_Provided passage_

[Start of Attachment]

Key to this work is the relationship between suffering and structural violence. As the physician and anthropologist Paul Farmer illuminates throughout his large body of work, “‘structural violence’ is one way of describing social arrangements that put individuals and populations in harm’s way. The arrangements are structural because they are embedded in the political and economic organization of our social world; they are violent because they cause injury to people (typically, not those responsible for perpetuating such inequalities). With few exceptions, clinicians are not trained to understand such social forces, nor are we trained to alter them. Yet it has long been clear that many medical and public health interventions will fail if we are unable to understand the social determinants of disease.” 
Ethnographic examples abound, from Nancy Scheper-Hughes’ field changing text, Death Without Weeping, which offers a nuanced reading of selective maternal neglect in contexts of extreme poverty, to Paul Farmer’s ethnographic volumes that remind us of the dangers of reducing difference, poverty, illness, violence, and injustice into cultural terms. This depoliticizes inequalities in the name of risk behaviors and ‘cultural obstacles,’ conflates structural violence and cultural difference, which often produces an exaggeration of human agency.  Larger forces, long in the making, root suffering. And so, generations of medical anthropologists have pursued cross-cultural work that moves from subjectivities to structural violence and that addresses institutionalized racism and problematizes the rush of the technocratic fix.
Anthropology of Childhood
If anthropologists João Biehl and Adriana Petryna are correct that we should consider “ethnography as an early warning system [because] [p]eople on the ground recognize what’s troubling them” , I would urge us to also consider the important work that historicizes the very category of childhood. Children and adolescents are the makers of history and society and are still too often ignored in this “early warning system.” Medical anthropologists have been leaders in this work, evidenced in Myra Bluebond Langner’s groundbreaking research on compromised childhoods.  Carolyn Rouse’s ethnography on racial disparities and sickle cell disease unmasks the moral frameworks and cultural assumptions about pain and suffering and the politics of racism that create health inequalities.  Hers is an account that asks bigger questions around, for example, why it is that the self-reported pain of cancer patients is valued and attended to while the self-assessments by African American teen patients with sickle cell disease are devalued. These are obviously not only philosophical questions. She analyzes the violent ways in which treatment paradigms ultimately shape patients and their access to care.

[End of Attachment]

_Material shown_
[Start of Attachment]

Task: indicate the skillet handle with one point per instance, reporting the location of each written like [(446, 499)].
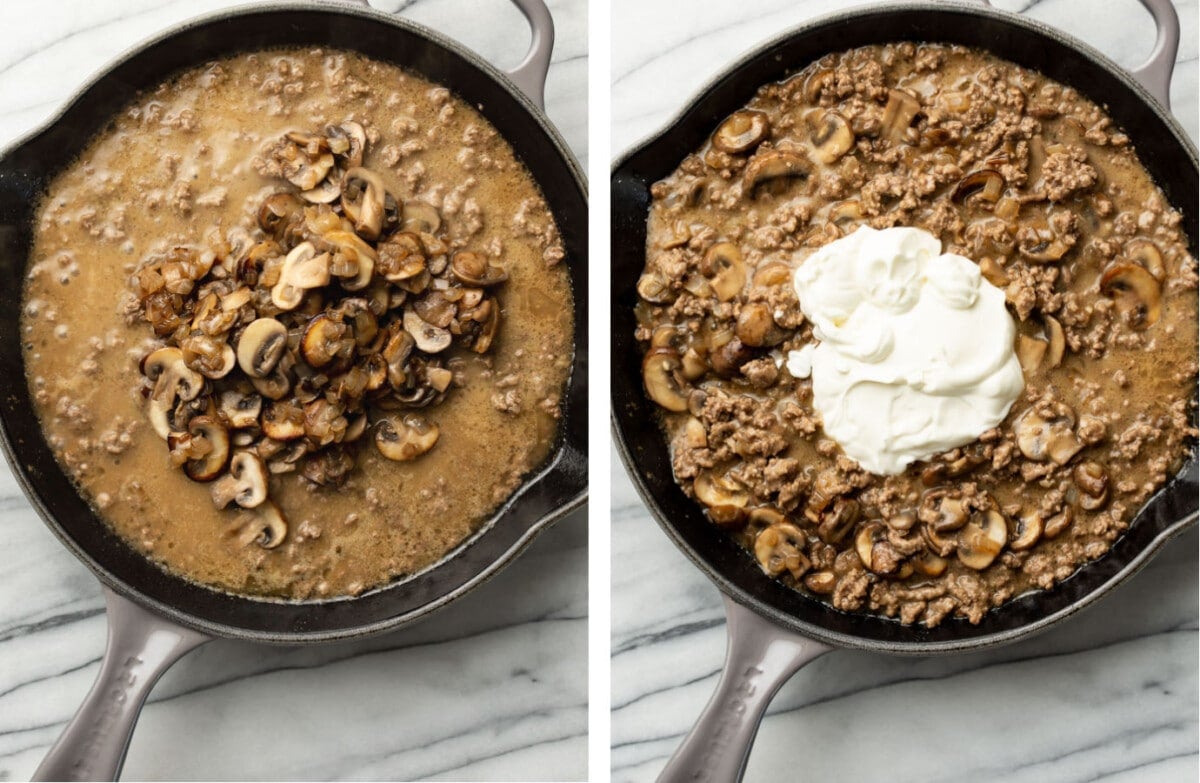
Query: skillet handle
[(760, 658), (141, 646), (1155, 73), (531, 73)]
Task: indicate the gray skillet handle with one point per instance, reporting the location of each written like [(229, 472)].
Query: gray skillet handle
[(760, 658), (141, 646), (531, 73), (1155, 73)]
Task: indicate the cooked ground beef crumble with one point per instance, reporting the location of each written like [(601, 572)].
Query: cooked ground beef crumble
[(1006, 167)]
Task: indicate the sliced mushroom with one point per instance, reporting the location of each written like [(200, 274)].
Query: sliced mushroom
[(725, 270), (1092, 480), (403, 440), (773, 165), (325, 339), (474, 269), (829, 133), (742, 131), (899, 114), (240, 411), (982, 541), (269, 527), (420, 217), (987, 183), (283, 422), (780, 549), (1057, 341), (363, 201), (715, 491), (756, 327), (1059, 523), (261, 346), (1137, 293), (429, 338), (1030, 352), (303, 269), (664, 382), (244, 484), (205, 446), (1146, 253), (1049, 436), (930, 565), (1026, 531)]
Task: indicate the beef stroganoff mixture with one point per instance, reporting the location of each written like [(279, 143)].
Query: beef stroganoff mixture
[(297, 322), (922, 329)]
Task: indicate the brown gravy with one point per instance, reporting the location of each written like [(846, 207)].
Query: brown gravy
[(185, 160)]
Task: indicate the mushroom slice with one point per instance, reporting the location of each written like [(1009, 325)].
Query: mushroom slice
[(988, 183), (779, 549), (1146, 253), (363, 201), (1030, 352), (725, 270), (403, 440), (930, 565), (1049, 436), (829, 133), (420, 217), (899, 114), (269, 529), (1137, 293), (1026, 531), (1093, 485), (874, 551), (982, 541), (207, 446), (653, 287), (401, 257), (756, 328), (772, 165), (283, 422), (244, 484), (239, 411), (429, 338), (327, 192), (474, 269), (742, 131), (664, 381), (324, 340), (303, 269), (261, 346), (715, 491)]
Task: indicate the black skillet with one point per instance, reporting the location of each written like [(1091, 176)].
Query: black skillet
[(155, 617), (773, 631)]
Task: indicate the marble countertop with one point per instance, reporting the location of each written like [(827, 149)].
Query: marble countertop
[(495, 687), (1110, 694)]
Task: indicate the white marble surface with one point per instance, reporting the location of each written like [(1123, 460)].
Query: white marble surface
[(492, 688), (1111, 694)]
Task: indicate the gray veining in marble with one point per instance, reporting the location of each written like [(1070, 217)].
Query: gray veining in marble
[(1110, 695), (495, 687)]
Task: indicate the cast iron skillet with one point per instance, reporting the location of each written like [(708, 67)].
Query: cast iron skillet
[(154, 616), (773, 629)]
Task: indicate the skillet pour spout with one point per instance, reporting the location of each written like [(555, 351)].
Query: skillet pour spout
[(774, 629), (155, 617)]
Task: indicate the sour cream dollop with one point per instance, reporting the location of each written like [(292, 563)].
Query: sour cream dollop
[(916, 351)]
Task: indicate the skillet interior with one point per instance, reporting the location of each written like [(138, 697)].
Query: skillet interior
[(552, 490), (1163, 149)]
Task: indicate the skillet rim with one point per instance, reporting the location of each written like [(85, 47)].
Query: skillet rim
[(1183, 483), (562, 474)]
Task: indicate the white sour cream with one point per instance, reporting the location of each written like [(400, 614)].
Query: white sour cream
[(916, 351)]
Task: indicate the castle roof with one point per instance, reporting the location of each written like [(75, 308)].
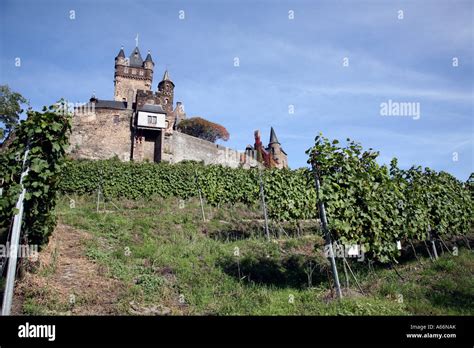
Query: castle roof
[(136, 59), (148, 57), (273, 138), (166, 76), (152, 108), (121, 53), (108, 104)]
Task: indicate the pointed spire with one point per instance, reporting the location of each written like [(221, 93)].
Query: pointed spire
[(273, 138), (148, 57), (136, 59), (166, 76), (121, 53)]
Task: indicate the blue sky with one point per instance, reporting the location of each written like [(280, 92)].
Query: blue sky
[(283, 62)]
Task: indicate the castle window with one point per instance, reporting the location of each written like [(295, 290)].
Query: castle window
[(152, 120)]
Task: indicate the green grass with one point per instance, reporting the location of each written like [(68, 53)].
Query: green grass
[(165, 254)]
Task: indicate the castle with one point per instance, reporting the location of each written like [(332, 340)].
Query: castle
[(141, 124)]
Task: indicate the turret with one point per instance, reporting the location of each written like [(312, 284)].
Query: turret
[(166, 89), (149, 64)]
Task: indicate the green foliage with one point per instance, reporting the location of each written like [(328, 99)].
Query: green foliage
[(203, 129), (10, 109), (45, 134), (368, 204), (290, 195)]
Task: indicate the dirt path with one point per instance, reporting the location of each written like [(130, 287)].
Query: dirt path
[(64, 281)]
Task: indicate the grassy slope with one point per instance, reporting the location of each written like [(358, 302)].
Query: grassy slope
[(164, 254)]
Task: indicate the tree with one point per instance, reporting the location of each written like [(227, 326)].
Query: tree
[(10, 109), (203, 129)]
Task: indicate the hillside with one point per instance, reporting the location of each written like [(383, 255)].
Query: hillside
[(157, 257)]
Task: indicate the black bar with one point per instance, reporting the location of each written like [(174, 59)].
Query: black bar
[(242, 330)]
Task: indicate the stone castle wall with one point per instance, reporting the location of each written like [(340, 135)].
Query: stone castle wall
[(101, 134), (179, 147), (106, 133)]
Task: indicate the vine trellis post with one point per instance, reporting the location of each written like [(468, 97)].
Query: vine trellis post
[(327, 234), (14, 241)]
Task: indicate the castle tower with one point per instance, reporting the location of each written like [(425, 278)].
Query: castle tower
[(166, 91), (276, 151), (132, 74)]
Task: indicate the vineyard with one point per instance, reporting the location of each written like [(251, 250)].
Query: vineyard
[(367, 204), (389, 214)]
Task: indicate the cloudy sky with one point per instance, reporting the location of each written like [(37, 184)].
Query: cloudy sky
[(332, 62)]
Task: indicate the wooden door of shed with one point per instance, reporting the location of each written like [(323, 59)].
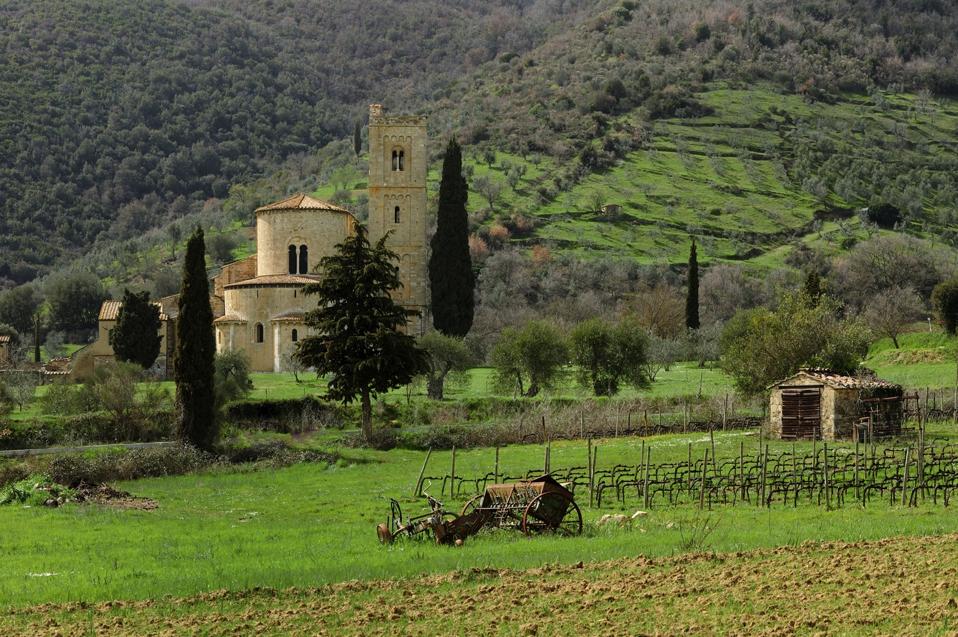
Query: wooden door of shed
[(801, 413)]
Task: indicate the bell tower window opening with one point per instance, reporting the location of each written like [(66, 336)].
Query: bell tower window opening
[(303, 259), (399, 160)]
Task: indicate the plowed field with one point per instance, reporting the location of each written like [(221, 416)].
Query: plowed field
[(900, 586)]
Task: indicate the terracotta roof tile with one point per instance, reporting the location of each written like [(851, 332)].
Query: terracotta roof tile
[(110, 310), (841, 381), (285, 280), (302, 201)]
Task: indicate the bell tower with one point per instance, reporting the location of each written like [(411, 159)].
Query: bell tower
[(397, 200)]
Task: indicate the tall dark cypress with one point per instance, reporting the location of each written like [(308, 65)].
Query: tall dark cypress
[(195, 349), (692, 300), (450, 267)]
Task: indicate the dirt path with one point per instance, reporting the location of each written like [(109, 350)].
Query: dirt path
[(901, 586)]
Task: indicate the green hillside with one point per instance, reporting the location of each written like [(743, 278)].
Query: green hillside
[(752, 128)]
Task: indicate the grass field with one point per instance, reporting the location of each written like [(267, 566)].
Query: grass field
[(890, 587), (309, 525)]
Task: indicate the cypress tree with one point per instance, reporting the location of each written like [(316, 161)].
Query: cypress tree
[(136, 336), (195, 350), (450, 266), (692, 300)]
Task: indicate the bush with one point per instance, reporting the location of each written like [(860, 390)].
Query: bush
[(944, 298), (64, 398), (294, 415), (72, 470)]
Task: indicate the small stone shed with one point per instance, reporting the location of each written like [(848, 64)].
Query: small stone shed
[(5, 345), (820, 404)]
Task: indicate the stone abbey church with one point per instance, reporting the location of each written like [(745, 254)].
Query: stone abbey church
[(258, 302)]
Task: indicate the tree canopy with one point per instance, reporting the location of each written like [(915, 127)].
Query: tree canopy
[(762, 346), (608, 355), (136, 338), (358, 326), (529, 359), (195, 351), (450, 267)]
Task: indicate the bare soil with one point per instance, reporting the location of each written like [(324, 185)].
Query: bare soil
[(901, 586)]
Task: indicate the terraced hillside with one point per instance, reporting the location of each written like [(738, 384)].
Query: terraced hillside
[(761, 174)]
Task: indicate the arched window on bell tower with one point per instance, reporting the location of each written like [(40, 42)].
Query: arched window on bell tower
[(303, 259)]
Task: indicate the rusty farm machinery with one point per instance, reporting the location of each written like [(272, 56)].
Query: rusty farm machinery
[(540, 505)]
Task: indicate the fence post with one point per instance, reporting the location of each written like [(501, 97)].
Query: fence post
[(828, 494), (589, 469), (645, 487), (705, 464), (452, 475), (712, 438), (904, 476), (422, 472)]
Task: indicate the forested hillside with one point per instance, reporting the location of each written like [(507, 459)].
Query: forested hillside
[(118, 116), (757, 126)]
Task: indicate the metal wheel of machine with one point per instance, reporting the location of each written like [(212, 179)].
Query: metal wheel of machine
[(552, 512)]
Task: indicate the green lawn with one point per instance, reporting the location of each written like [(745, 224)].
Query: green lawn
[(307, 525)]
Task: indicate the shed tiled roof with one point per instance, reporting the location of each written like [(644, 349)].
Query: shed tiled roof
[(279, 280), (302, 201), (841, 381), (230, 318), (110, 310)]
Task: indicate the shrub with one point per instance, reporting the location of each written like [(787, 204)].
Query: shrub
[(72, 470), (944, 298), (63, 398)]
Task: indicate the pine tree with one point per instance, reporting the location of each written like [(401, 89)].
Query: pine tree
[(358, 342), (692, 300), (195, 350), (450, 267), (813, 288), (36, 338), (136, 336)]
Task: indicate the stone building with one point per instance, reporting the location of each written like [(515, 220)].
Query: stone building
[(87, 359), (263, 315), (398, 163), (820, 404), (258, 303), (5, 354)]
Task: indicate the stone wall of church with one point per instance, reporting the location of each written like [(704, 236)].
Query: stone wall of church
[(260, 306), (276, 230)]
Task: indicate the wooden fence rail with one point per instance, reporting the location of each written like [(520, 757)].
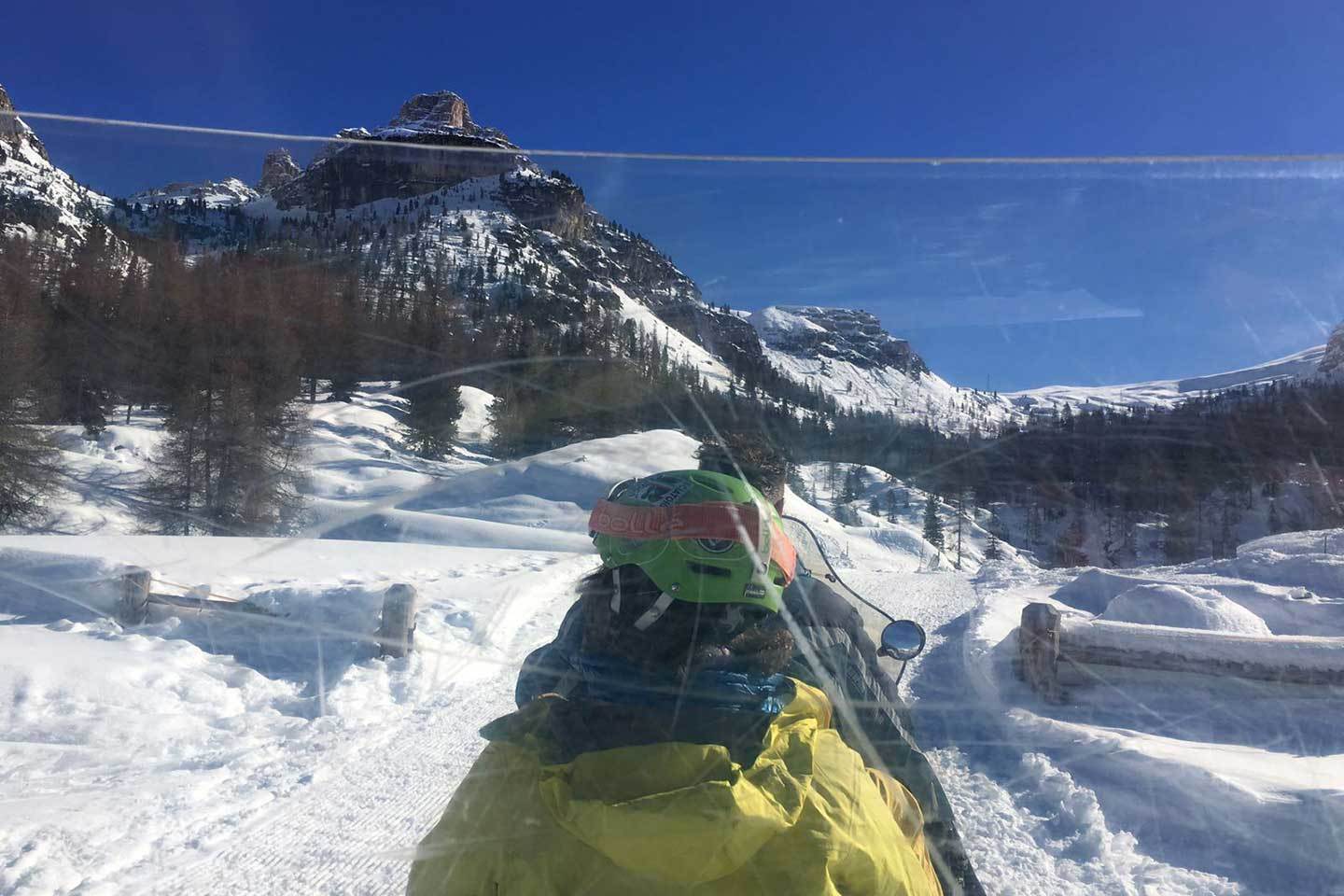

[End of Attachment]

_Work request A_
Answer these questions using the medical anthropology passage, one line each:
(i) Which two professions does the passage give for Paul Farmer?
(ii) What is the title of Nancy Scheper-Hughes' text?
(iii) Which disease does Carolyn Rouse's ethnography on racial disparities concern?
_Work request B_
Rewrite the paragraph of the medical anthropology passage that begins "Ethnographic examples abound" in a shorter form, keeping its main facts.
_Work request C_
Extend the medical anthropology passage by writing what follows its last sentence.

_Expected output A_
(i) Physician and anthropologist.
(ii) Death Without Weeping.
(iii) Sickle cell disease.

_Expected output B_
Ethnographic examples include Nancy Scheper-Hughes' Death Without Weeping, a nuanced reading of selective maternal neglect in extreme poverty. They also include Paul Farmer's volumes, which warn against reducing difference, poverty, illness, violence, and injustice to cultural terms. Such reduction depoliticizes inequalities as risk behaviors and "cultural obstacles." It also conflates structural violence with cultural difference, which often exaggerates human agency. Because suffering is rooted in larger forces long in the making, generations of medical anthropologists have done cross-cultural work that moves from subjectivities to structural violence. This work addresses institutionalized racism and questions the rush toward a technocratic fix.

_Expected output C_
Cultural anthropology, medical anthropology, and the anthropology of childhood can provide us with ways to unpack what we mean by “suffering” through an attention to lived experience in the everyday, across contexts, and within larger systems of power. This pushes us to question our normative and naturalized assumptions about which bodies suffer, how, and for whom. Indeed, it puts in question who’s suffering counts and why? Finally, if we are going to talk about suffering, I suggest that we must also read it against that search for a dignified life.
Panel Commentary III: Daniel K Silber, PhD
Thank you for some wonderful teaching, and for encouraging us to build on your medical narrative from our disciplines’ perspectives. As a philosopher, I will share a few thoughts.
A number of contemporary thinkers have written about the importance, perhaps the supreme importance, of the human empathetic response to the suffering of fellow persons. Emmanuel Levinas writes, “For pure suffering, which is, intrinsically meaningless and condemned to itself without exit, a beyond takes shape in the inter-human.”  In other words, as Stan Van Hooft helpfully glosses this profound but somewhat obscure pronouncement, my help to the other in his or her suffering is “a recognition of that person’s being,” a recognition that takes place concretely and not theoretically, and that enables suffering to have “a meaning in the interhuman world that preserves its inherent negativity: it grounds the ethical.” 
Suffering, which connects the suffering person to those caring for him or her, establishes a concrete demand on the person providing the care, in effect, creating an ethical relationship between them that is of extreme importance regardless of the fact that suffering in itself has no value at all. In a similar vein is the thought of Viktor Frankl, survivor of Auschwitz and founder of logotherapy, who stressed the search for meaning in life as the overriding imperative of human existence.  Frankl himself saw the meaning of his own life as consisting in helping others find the meaning of their lives
The ethic of suffering sketched here is not a transcendent ethic except insofar as each of us is transcendent relative to another person. This ethic does not seek to find a metanarrative justification for suffering. Nor does it seek to end suffering through nirvana or by otherwise denying the self and its desires. Rather, it seeks to answer suffering immanently through the self-regarding avowal of one’s own value as a person, that is, as a purposive being, a narrative and self-narrating goal-directed self, and the other-regarding avowal through respect, care, and compassion of the equal worth of one’s fellow persons.
In the health care context, where human suffering is so pervasive, it is to be hoped that health care practitioners will continue to encourage each other to attend to the suffering of their patients as persons, not just to the pains and diseases of their bodies, and that they will continue to develop and refine their approaches to the relief of suffering in the most respectful, caring, and humane ways that the practice of their profession makes possible.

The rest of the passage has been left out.